**What this task involves:** Begin at the line containing "Supply this photo" and copy each line exactly through the end of the records, leaving out what comes before.
==== Exercise data
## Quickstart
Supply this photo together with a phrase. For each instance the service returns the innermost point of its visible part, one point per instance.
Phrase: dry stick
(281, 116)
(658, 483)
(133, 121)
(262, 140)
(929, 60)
========
**Answer space:**
Supply this photo together with a phrase. For each instance the service returns the innermost point of its visible part, one point per instance.
Phrase: dry stick
(281, 116)
(658, 483)
(133, 121)
(262, 140)
(929, 60)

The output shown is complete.